Your objective:
Print every one of the following rows back verbatim, changing nothing.
--- begin Dataset content ---
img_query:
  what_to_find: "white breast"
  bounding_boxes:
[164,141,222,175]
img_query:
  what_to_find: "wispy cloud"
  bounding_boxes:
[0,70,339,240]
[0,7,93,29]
--- end Dataset content ---
Solution to this task:
img_query:
  what_to_find: "white breast"
  bounding_boxes:
[164,141,222,175]
img_query:
  what_to_find: "wispy cloud"
  bounding_boxes:
[0,70,339,240]
[0,7,93,29]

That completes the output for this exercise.